- THE PROBLEM -
Quote word for word the part of the items below that opens with the line containing "# point at: wooden" and closes with the line containing "x=26, y=320", with both of those lines included.
++++++++
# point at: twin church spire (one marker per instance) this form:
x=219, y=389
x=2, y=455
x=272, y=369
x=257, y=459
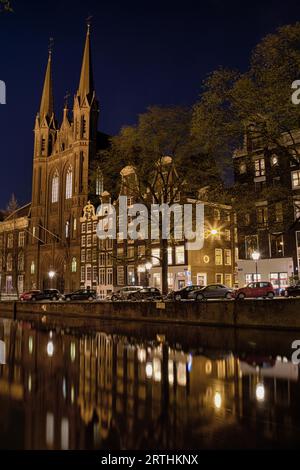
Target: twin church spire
x=86, y=83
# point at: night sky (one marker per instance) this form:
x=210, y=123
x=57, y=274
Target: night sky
x=144, y=53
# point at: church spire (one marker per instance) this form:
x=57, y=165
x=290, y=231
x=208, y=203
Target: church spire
x=86, y=85
x=47, y=102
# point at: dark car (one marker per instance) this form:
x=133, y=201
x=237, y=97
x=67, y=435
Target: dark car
x=81, y=295
x=183, y=294
x=49, y=294
x=213, y=291
x=147, y=293
x=293, y=291
x=256, y=290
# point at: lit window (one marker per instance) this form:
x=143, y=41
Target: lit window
x=260, y=167
x=21, y=239
x=69, y=184
x=32, y=268
x=99, y=182
x=156, y=257
x=74, y=265
x=9, y=262
x=219, y=257
x=55, y=187
x=243, y=168
x=296, y=179
x=180, y=255
x=228, y=257
x=279, y=212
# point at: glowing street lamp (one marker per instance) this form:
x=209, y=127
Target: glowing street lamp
x=256, y=257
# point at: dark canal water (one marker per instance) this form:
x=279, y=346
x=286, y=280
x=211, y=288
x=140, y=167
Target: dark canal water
x=146, y=387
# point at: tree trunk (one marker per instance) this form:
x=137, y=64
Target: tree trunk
x=164, y=266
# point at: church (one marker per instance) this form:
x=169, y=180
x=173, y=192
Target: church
x=64, y=158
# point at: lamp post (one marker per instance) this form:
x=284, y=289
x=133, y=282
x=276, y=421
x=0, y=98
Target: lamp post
x=256, y=258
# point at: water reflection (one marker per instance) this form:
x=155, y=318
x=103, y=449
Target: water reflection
x=105, y=391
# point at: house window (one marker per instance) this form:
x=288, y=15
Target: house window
x=227, y=235
x=219, y=257
x=21, y=262
x=120, y=276
x=110, y=277
x=262, y=215
x=243, y=168
x=67, y=229
x=55, y=187
x=217, y=214
x=9, y=262
x=74, y=265
x=170, y=256
x=228, y=257
x=156, y=257
x=10, y=241
x=297, y=209
x=279, y=212
x=228, y=280
x=102, y=280
x=69, y=184
x=130, y=276
x=32, y=268
x=276, y=245
x=21, y=239
x=99, y=182
x=180, y=255
x=251, y=245
x=296, y=179
x=260, y=167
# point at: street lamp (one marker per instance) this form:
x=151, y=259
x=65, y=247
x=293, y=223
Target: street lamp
x=256, y=258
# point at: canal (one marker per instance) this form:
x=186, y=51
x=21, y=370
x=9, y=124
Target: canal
x=127, y=387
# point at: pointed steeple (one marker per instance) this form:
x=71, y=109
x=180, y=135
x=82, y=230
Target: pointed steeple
x=86, y=85
x=47, y=103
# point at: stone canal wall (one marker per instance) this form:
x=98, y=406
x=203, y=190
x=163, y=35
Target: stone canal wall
x=277, y=314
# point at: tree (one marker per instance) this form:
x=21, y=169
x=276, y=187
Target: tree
x=258, y=101
x=240, y=110
x=167, y=163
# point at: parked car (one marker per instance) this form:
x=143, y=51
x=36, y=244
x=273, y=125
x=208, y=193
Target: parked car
x=213, y=291
x=48, y=294
x=147, y=293
x=125, y=293
x=256, y=290
x=27, y=296
x=81, y=295
x=183, y=294
x=293, y=291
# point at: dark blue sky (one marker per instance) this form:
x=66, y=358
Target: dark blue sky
x=144, y=52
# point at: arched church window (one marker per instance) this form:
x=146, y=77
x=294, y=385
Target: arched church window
x=55, y=187
x=99, y=182
x=69, y=184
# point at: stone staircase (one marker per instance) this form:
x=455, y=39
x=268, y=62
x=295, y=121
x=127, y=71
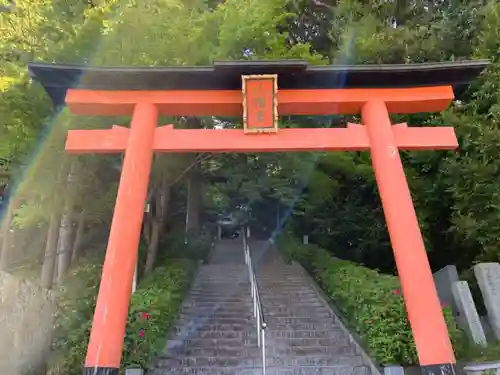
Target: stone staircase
x=215, y=332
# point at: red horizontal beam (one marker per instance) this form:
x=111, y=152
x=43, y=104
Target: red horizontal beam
x=168, y=139
x=229, y=102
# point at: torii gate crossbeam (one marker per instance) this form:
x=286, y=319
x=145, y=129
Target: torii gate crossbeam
x=259, y=102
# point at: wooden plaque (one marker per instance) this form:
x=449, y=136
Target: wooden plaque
x=260, y=104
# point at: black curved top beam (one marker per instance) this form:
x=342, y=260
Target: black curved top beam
x=226, y=75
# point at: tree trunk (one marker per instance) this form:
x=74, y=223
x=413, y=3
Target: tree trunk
x=64, y=244
x=7, y=238
x=49, y=260
x=157, y=220
x=146, y=229
x=195, y=196
x=153, y=246
x=78, y=237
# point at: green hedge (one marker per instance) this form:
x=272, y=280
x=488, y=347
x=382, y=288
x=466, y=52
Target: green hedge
x=153, y=308
x=370, y=301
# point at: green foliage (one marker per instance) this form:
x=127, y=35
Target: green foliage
x=159, y=295
x=370, y=301
x=198, y=246
x=76, y=300
x=153, y=309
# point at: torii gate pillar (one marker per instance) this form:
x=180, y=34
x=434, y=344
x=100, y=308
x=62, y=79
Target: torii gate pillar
x=110, y=316
x=144, y=94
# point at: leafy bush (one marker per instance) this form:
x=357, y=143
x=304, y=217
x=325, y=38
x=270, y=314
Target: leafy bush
x=370, y=301
x=76, y=299
x=197, y=248
x=153, y=307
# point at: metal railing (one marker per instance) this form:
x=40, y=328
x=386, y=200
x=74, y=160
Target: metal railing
x=258, y=312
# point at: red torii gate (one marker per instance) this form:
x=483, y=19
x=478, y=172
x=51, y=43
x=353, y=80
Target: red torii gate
x=251, y=89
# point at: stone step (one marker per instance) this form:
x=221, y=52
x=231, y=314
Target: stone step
x=316, y=326
x=211, y=327
x=220, y=310
x=215, y=343
x=292, y=313
x=291, y=370
x=274, y=343
x=241, y=299
x=256, y=362
x=211, y=305
x=250, y=332
x=300, y=334
x=216, y=319
x=295, y=309
x=290, y=303
x=296, y=320
x=253, y=351
x=293, y=293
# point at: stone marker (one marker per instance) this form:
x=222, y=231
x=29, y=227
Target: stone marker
x=468, y=313
x=488, y=279
x=444, y=279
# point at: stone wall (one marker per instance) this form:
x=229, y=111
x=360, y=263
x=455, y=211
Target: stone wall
x=26, y=320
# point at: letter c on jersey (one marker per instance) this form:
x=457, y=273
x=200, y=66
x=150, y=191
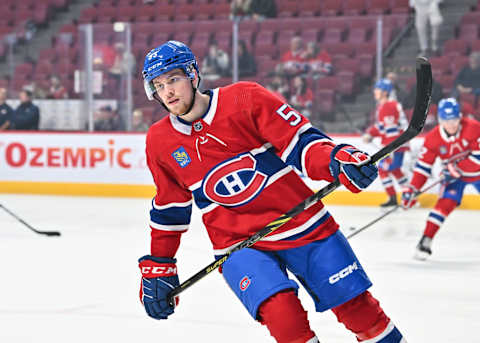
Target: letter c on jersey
x=234, y=182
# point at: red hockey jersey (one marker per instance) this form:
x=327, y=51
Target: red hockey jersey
x=238, y=164
x=390, y=119
x=464, y=147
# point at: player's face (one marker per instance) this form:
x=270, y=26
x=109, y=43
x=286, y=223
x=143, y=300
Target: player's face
x=175, y=91
x=451, y=126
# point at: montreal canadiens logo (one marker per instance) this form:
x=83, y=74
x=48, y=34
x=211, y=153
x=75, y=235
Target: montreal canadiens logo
x=244, y=283
x=234, y=182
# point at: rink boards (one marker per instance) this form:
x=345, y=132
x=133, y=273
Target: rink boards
x=106, y=164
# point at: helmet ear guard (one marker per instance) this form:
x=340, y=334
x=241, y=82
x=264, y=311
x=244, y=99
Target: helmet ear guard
x=166, y=57
x=449, y=109
x=149, y=89
x=384, y=84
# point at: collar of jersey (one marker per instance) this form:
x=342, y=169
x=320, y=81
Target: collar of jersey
x=451, y=138
x=185, y=127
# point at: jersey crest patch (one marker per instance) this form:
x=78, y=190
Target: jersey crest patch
x=181, y=156
x=244, y=283
x=234, y=182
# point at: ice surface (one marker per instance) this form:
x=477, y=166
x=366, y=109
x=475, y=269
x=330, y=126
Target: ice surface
x=83, y=286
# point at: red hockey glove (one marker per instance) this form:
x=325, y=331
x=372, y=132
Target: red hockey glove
x=409, y=198
x=351, y=167
x=451, y=172
x=159, y=278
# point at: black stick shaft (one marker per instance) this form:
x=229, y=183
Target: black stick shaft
x=422, y=101
x=393, y=209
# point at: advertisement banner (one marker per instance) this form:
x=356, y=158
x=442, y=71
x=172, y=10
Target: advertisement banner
x=74, y=157
x=113, y=164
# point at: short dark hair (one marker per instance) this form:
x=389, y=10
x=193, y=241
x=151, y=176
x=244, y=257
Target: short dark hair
x=27, y=92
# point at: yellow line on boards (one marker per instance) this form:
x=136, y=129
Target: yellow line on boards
x=81, y=189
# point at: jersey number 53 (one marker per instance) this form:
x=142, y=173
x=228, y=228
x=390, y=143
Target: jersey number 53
x=287, y=113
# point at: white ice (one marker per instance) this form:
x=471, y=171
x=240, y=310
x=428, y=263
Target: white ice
x=83, y=286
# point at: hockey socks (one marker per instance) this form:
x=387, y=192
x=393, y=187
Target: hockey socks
x=365, y=318
x=285, y=318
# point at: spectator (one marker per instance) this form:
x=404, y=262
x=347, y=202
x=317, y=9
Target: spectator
x=6, y=112
x=138, y=124
x=27, y=115
x=246, y=61
x=280, y=85
x=302, y=96
x=468, y=79
x=123, y=62
x=319, y=63
x=37, y=91
x=56, y=90
x=106, y=119
x=293, y=61
x=215, y=64
x=427, y=11
x=262, y=9
x=241, y=8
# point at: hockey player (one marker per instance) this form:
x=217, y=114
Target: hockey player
x=456, y=142
x=389, y=120
x=233, y=151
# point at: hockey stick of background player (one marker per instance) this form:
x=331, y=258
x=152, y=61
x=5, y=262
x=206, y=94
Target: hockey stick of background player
x=457, y=158
x=393, y=209
x=46, y=233
x=422, y=101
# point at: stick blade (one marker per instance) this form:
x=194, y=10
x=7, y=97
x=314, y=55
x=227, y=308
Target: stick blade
x=423, y=95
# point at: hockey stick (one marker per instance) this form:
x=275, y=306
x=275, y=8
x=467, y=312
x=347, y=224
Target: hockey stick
x=46, y=233
x=457, y=158
x=393, y=209
x=422, y=101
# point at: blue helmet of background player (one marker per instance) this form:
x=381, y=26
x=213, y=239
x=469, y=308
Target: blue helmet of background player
++++++++
- SOLUTION FOR THIS EXERCISE -
# point at: wooden plaque (one marker per instance) this form:
x=449, y=136
Target: wooden plaque
x=260, y=104
# point at: black curved top beam (one marker per instance) this form:
x=342, y=260
Target: black curved top beam
x=226, y=75
# point at: tree trunk (one marker per instance) this form:
x=74, y=223
x=413, y=3
Target: tree trunk
x=64, y=244
x=7, y=238
x=49, y=260
x=157, y=220
x=146, y=229
x=195, y=196
x=153, y=246
x=78, y=237
# point at: green hedge (one marker per instance) this form:
x=272, y=280
x=488, y=347
x=382, y=288
x=466, y=52
Target: green hedge
x=153, y=308
x=370, y=301
# point at: green foliage (one marker per instance) this form:
x=127, y=35
Target: green foliage
x=159, y=295
x=370, y=301
x=198, y=246
x=76, y=300
x=153, y=309
# point at: torii gate pillar (one marker per instance) this form:
x=180, y=34
x=434, y=344
x=100, y=308
x=62, y=79
Target: torii gate pillar
x=110, y=316
x=144, y=94
# point at: leafy bush (one marker per instance) this form:
x=357, y=143
x=304, y=217
x=325, y=38
x=270, y=314
Target: leafy bush
x=370, y=301
x=76, y=299
x=197, y=248
x=153, y=307
# point at: metal railing (one marker per instance) this form:
x=40, y=328
x=386, y=200
x=74, y=160
Target: metal railing
x=258, y=312
# point at: red torii gate (one marker per instance) this form:
x=483, y=19
x=478, y=172
x=51, y=43
x=353, y=80
Target: red torii gate
x=251, y=89
# point at: stone step (one marker per instance) this form:
x=221, y=52
x=231, y=314
Target: stone step
x=316, y=326
x=211, y=327
x=220, y=310
x=215, y=343
x=292, y=313
x=291, y=370
x=274, y=343
x=241, y=299
x=256, y=362
x=211, y=305
x=250, y=332
x=300, y=334
x=216, y=319
x=295, y=309
x=290, y=303
x=296, y=320
x=253, y=351
x=293, y=293
# point at: stone marker (one marker per instance) this form:
x=222, y=231
x=29, y=227
Target: stone marker
x=468, y=313
x=488, y=279
x=444, y=279
# point at: stone wall (one marker per instance) this form:
x=229, y=111
x=360, y=263
x=455, y=211
Target: stone wall
x=26, y=320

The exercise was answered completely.